[Collected data]

========================

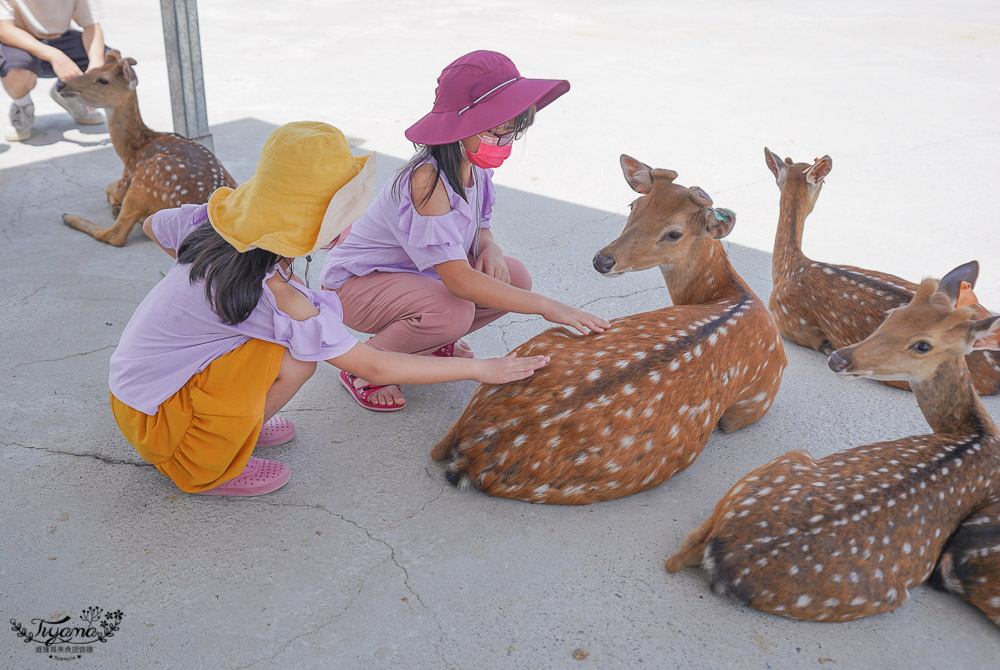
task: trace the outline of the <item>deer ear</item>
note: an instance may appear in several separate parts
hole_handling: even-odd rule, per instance
[[[938,282],[937,292],[944,294],[951,306],[955,307],[962,294],[962,282],[968,283],[971,289],[976,285],[977,277],[979,277],[979,262],[969,261],[942,277],[941,281]]]
[[[625,181],[636,193],[646,194],[653,188],[653,169],[645,163],[640,163],[631,156],[622,154],[622,173]]]
[[[736,225],[736,212],[725,207],[708,207],[705,209],[705,233],[713,240],[721,240],[733,232]]]
[[[764,162],[767,163],[768,169],[774,173],[774,179],[778,182],[778,186],[784,184],[785,177],[788,176],[788,166],[781,162],[778,154],[764,147]]]
[[[125,58],[120,62],[122,74],[125,76],[125,86],[129,91],[134,91],[135,87],[139,85],[139,78],[135,76],[135,70],[132,69],[132,66],[135,65],[135,59]]]
[[[121,58],[121,57],[122,57],[122,55],[121,55],[120,51],[116,51],[115,49],[112,49],[108,53],[104,54],[104,63],[105,64],[108,64],[108,63],[117,63],[118,59]]]
[[[830,170],[833,169],[833,159],[829,156],[823,156],[822,158],[817,158],[808,170],[806,170],[806,181],[810,184],[819,184],[822,182]]]
[[[973,351],[1000,350],[1000,316],[976,321],[969,327],[969,344]]]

========================

→ **What is expected**
Once a line of the records is found to contain "instance", copy it out.

→ **Solved exercise**
note: an instance may appear in several separate parts
hole_handling: even-odd rule, per instance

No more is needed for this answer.